Text extract →
# Create WaDE Uploader csv Files for Water Supply Site Time Series data for WaDE
- Last Updated: 01/19/2024
- Purpose: To create necessary processed WaDE Uploader csv files for reservoir and observation site information.

In [None]:
# Needed Libraries / Modules
import sys
import os

## Custom Libraries
sys.path.append("../../5_CustomFunctions/MappingFunctions")
import CreateWaterSourcesFile
import CreateSitesFile
import CreateSiteSpecificAmounts_factFile
import RemoveUnusedRecordsFile

## Input Data (make changes here)
 - create and add variables specific to this proejct here

In [None]:
# ---- working directory ----
workingDirString = #"G:/Shared drives/WaDE Data/WaDE Data Folder/California/WaterSupply_SiteSpecific"  # set working directory folder string here
os.chdir(workingDirString)
print(f'The working Directory is:', workingDirString)

# ---- Inputs ----
varST = #"CA" # source organization or state abbreviation
varUUIDType = #"wsss" # UUID data type abbreviation
mainInputFile = #"Pwsss_caMain.zip" # use processed zip file

In [None]:
# ---- Read in mainInputFile csv file ----
df = pd.read_csv(mainInputFile, compression='zip')

Given exercise 1 → Put every line of the records below into a Markdown table with the columns "Row" and "Line". Give each line a row number, skip blank lines, and leave the pictures out.
The notebook has nothing to do with the records.

Information shown →
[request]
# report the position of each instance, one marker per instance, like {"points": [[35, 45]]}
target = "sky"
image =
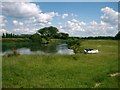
{"points": [[79, 19]]}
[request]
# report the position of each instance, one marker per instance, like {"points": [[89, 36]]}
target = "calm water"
{"points": [[31, 48]]}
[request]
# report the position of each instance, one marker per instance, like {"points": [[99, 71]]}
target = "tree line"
{"points": [[53, 32]]}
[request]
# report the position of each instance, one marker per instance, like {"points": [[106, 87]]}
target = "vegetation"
{"points": [[117, 35], [64, 71]]}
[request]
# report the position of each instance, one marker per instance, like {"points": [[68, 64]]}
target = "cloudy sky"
{"points": [[76, 18]]}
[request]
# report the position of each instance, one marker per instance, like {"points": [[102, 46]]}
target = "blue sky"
{"points": [[75, 18]]}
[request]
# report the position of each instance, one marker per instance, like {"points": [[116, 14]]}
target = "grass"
{"points": [[64, 71]]}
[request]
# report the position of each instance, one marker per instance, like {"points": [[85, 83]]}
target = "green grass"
{"points": [[64, 71]]}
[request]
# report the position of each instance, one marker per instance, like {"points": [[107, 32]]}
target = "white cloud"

Given exercise 2 → Write the notebook again, starting at the words "print(f'The working Directory" and stopping after "df = pd.read_csv(mainInputFile, compression='zip')", with "mainInputFile" replaced by "inputZipFile" everywhere it appears.

Result 1 →
| Row | Line |
|---|---|
| 1 | [request] |
| 2 | # report the position of each instance, one marker per instance, like {"points": [[35, 45]]} |
| 3 | target = "sky" |
| 4 | image = |
| 5 | {"points": [[79, 19]]} |
| 6 | [request] |
| 7 | # report the position of each instance, one marker per instance, like {"points": [[89, 36]]} |
| 8 | target = "calm water" |
| 9 | {"points": [[31, 48]]} |
| 10 | [request] |
| 11 | # report the position of each instance, one marker per instance, like {"points": [[99, 71]]} |
| 12 | target = "tree line" |
| 13 | {"points": [[53, 32]]} |
| 14 | [request] |
| 15 | # report the position of each instance, one marker per instance, like {"points": [[106, 87]]} |
| 16 | target = "vegetation" |
| 17 | {"points": [[117, 35], [64, 71]]} |
| 18 | [request] |
| 19 | # report the position of each instance, one marker per instance, like {"points": [[68, 64]]} |
| 20 | target = "cloudy sky" |
| 21 | {"points": [[76, 18]]} |
| 22 | [request] |
| 23 | # report the position of each instance, one marker per instance, like {"points": [[102, 46]]} |
| 24 | target = "blue sky" |
| 25 | {"points": [[75, 18]]} |
| 26 | [request] |
| 27 | # report the position of each instance, one marker per instance, like {"points": [[116, 14]]} |
| 28 | target = "grass" |
| 29 | {"points": [[64, 71]]} |
| 30 | [request] |
| 31 | # report the position of each instance, one marker per instance, like {"points": [[85, 83]]} |
| 32 | target = "green grass" |
| 33 | {"points": [[64, 71]]} |
| 34 | [request] |
| 35 | # report the position of each instance, one marker per instance, like {"points": [[107, 32]]} |
| 36 | target = "white cloud" |

Result 2 →
print(f'The working Directory is:', workingDirString)

# ---- Inputs ----
varST = #"CA" # source organization or state abbreviation
varUUIDType = #"wsss" # UUID data type abbreviation
inputZipFile = #"Pwsss_caMain.zip" # use processed zip file

In [None]:
# ---- Read in inputZipFile csv file ----
df = pd.read_csv(inputZipFile, compression='zip')